┌────────
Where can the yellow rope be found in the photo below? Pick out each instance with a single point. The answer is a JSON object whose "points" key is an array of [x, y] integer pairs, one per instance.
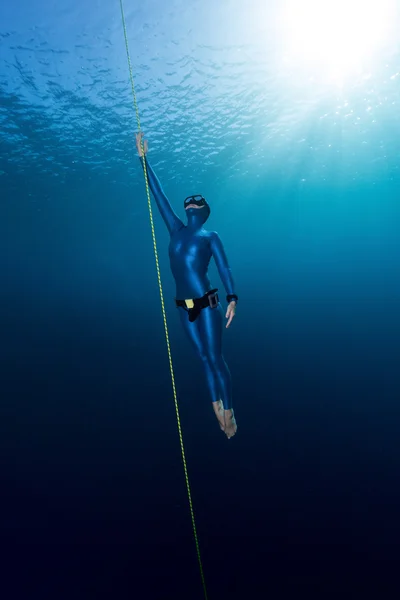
{"points": [[135, 105]]}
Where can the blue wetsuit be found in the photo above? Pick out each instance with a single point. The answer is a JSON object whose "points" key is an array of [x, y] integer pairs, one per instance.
{"points": [[190, 250]]}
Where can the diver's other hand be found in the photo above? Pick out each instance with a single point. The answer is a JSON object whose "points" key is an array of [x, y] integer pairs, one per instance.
{"points": [[139, 137], [230, 313]]}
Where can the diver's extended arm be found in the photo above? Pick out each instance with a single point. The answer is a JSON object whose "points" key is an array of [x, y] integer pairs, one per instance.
{"points": [[221, 261], [171, 219]]}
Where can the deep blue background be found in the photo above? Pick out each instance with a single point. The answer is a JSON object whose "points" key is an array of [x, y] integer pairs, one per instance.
{"points": [[304, 500]]}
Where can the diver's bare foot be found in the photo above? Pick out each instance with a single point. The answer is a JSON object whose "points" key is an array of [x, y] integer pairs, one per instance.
{"points": [[230, 423], [219, 413]]}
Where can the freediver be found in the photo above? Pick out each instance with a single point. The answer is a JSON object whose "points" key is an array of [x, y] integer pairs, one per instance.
{"points": [[190, 250]]}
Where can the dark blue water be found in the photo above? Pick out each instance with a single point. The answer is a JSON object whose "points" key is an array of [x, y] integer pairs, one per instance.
{"points": [[302, 172]]}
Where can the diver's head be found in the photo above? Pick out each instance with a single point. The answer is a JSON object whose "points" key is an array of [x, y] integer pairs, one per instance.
{"points": [[197, 210]]}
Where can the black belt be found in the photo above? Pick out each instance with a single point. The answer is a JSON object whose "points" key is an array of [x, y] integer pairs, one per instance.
{"points": [[194, 305]]}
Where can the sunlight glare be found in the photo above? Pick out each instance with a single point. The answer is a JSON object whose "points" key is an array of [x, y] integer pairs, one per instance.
{"points": [[338, 36]]}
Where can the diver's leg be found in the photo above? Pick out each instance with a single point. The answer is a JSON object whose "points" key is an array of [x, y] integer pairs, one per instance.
{"points": [[193, 332], [210, 325]]}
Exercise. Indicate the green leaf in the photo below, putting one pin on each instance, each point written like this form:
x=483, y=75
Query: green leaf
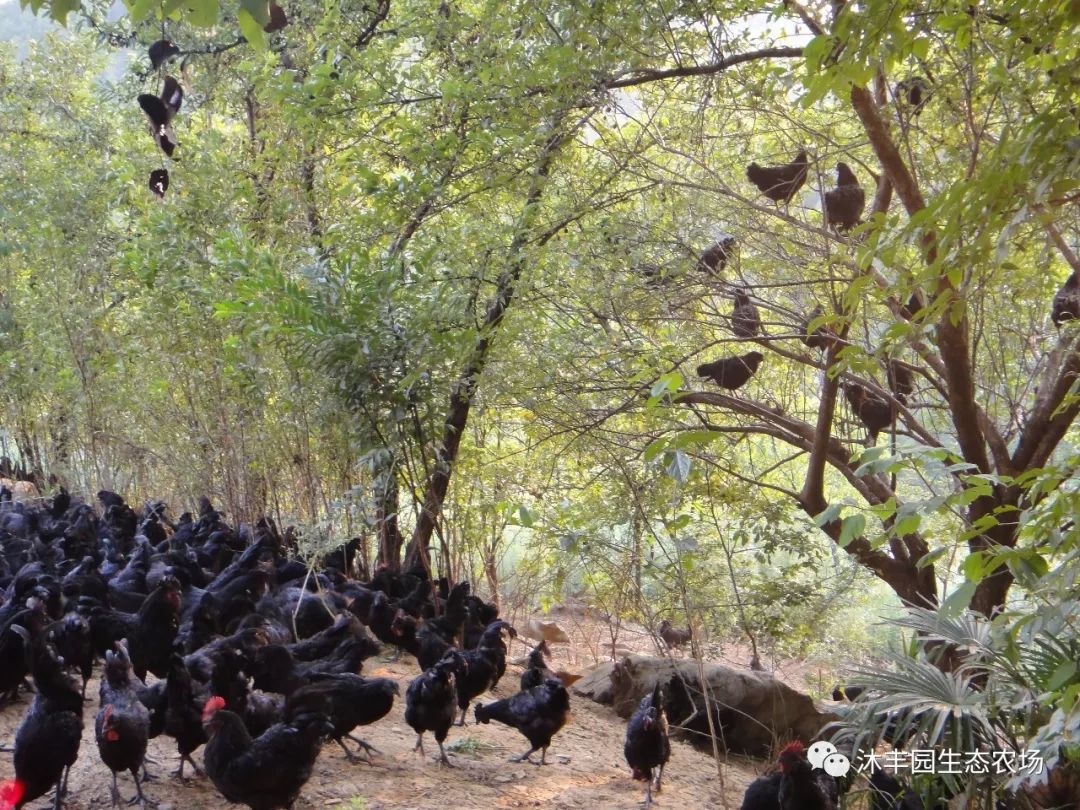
x=252, y=29
x=931, y=557
x=1062, y=675
x=678, y=466
x=974, y=566
x=832, y=512
x=59, y=9
x=258, y=9
x=958, y=601
x=851, y=529
x=203, y=13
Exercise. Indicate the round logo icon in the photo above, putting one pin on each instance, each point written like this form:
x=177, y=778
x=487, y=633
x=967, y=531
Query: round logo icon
x=819, y=751
x=837, y=765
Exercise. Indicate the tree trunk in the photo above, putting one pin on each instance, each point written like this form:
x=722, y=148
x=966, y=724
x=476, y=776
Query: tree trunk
x=464, y=388
x=386, y=516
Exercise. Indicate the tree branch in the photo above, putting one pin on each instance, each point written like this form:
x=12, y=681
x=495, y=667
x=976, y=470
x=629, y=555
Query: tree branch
x=645, y=77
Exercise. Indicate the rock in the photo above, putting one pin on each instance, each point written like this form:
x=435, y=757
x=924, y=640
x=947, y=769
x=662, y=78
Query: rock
x=751, y=710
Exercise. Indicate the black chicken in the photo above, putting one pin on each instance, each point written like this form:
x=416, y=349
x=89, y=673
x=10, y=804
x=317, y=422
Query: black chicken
x=847, y=692
x=46, y=743
x=889, y=793
x=715, y=258
x=821, y=338
x=745, y=320
x=278, y=18
x=161, y=110
x=873, y=410
x=914, y=92
x=159, y=181
x=482, y=665
x=901, y=380
x=122, y=726
x=844, y=205
x=269, y=771
x=538, y=714
x=731, y=373
x=71, y=638
x=647, y=747
x=184, y=702
x=351, y=701
x=674, y=637
x=763, y=794
x=149, y=633
x=780, y=184
x=161, y=52
x=430, y=701
x=801, y=786
x=1067, y=301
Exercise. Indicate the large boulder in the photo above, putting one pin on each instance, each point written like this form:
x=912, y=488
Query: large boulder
x=751, y=710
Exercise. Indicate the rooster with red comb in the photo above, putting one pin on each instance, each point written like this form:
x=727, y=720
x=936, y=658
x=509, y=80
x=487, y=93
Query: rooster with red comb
x=46, y=743
x=268, y=771
x=795, y=786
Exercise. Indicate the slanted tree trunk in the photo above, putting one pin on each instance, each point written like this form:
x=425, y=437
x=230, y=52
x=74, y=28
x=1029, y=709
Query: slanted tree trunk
x=464, y=389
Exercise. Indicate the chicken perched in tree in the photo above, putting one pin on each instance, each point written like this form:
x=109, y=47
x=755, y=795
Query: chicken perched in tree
x=122, y=727
x=871, y=409
x=161, y=110
x=780, y=184
x=161, y=52
x=538, y=714
x=822, y=337
x=159, y=181
x=715, y=258
x=914, y=305
x=431, y=699
x=46, y=743
x=674, y=637
x=801, y=786
x=914, y=92
x=266, y=772
x=844, y=205
x=745, y=320
x=351, y=701
x=1067, y=301
x=901, y=379
x=647, y=747
x=731, y=373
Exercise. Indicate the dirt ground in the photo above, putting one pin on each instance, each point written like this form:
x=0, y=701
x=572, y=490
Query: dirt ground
x=585, y=767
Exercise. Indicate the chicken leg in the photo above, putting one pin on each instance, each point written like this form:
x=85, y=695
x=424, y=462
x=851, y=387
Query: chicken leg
x=139, y=798
x=442, y=757
x=365, y=745
x=527, y=756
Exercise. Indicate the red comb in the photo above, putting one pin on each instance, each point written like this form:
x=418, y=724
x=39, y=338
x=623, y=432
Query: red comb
x=213, y=705
x=11, y=794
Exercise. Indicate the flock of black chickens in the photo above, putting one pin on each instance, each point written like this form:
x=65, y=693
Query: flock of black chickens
x=842, y=206
x=255, y=657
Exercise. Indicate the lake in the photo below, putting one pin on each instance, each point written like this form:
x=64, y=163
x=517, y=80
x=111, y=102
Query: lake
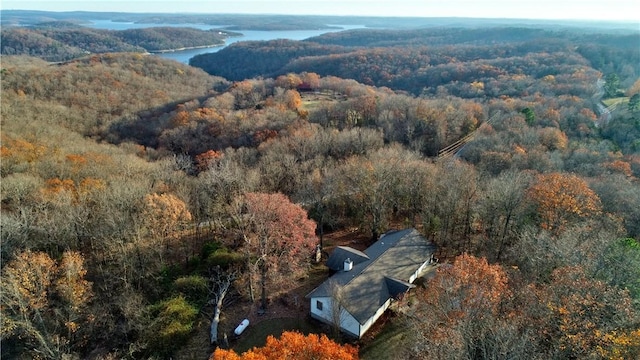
x=183, y=56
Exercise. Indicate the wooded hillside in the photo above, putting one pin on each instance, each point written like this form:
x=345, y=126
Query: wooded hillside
x=420, y=61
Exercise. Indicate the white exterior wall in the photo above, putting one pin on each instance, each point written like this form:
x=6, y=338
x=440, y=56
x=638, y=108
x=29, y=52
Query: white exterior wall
x=375, y=317
x=347, y=322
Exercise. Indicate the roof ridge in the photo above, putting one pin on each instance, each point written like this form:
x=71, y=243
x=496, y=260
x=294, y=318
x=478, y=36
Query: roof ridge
x=371, y=262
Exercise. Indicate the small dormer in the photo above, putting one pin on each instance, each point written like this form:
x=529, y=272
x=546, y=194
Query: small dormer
x=348, y=264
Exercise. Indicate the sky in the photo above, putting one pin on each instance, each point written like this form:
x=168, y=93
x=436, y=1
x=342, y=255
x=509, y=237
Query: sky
x=513, y=9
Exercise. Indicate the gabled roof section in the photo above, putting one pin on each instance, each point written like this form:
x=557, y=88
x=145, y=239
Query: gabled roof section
x=392, y=261
x=397, y=287
x=341, y=253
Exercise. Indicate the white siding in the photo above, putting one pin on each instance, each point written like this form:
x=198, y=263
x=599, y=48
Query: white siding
x=347, y=322
x=375, y=317
x=325, y=313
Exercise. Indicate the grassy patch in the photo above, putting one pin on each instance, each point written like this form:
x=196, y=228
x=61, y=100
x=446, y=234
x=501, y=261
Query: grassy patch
x=256, y=335
x=615, y=101
x=388, y=344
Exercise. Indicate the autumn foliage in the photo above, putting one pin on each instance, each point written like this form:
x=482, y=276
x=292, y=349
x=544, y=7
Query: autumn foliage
x=293, y=346
x=562, y=198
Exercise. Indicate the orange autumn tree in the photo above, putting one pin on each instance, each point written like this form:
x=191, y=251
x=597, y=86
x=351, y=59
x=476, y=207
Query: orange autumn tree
x=585, y=318
x=294, y=346
x=562, y=198
x=458, y=307
x=44, y=303
x=278, y=239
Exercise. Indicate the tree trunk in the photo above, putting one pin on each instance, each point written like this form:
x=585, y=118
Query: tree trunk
x=216, y=317
x=224, y=283
x=263, y=285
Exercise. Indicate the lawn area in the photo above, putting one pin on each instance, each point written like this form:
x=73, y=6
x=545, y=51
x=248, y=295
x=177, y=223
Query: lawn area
x=388, y=343
x=257, y=335
x=616, y=101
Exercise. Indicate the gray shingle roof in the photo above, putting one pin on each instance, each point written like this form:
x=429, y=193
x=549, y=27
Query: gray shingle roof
x=341, y=253
x=392, y=261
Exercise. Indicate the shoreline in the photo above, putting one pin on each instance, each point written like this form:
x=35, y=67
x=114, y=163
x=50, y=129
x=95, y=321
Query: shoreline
x=184, y=48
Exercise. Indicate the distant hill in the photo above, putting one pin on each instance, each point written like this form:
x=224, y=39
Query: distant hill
x=420, y=60
x=65, y=40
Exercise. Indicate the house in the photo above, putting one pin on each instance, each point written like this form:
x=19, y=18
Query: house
x=365, y=283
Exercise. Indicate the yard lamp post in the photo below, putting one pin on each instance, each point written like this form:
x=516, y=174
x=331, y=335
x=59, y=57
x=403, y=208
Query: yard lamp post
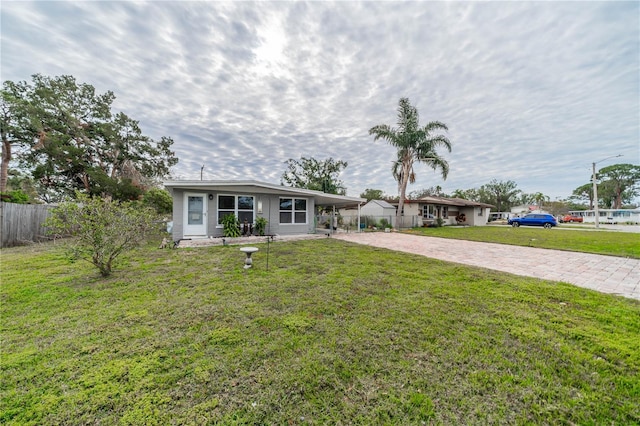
└────────
▶ **YOUR INSTRUCTIONS**: The answer must be a single number: the count of lines in the listing that hold the string "yard".

▶ **RESPONSE TO THE EXERCISE**: 2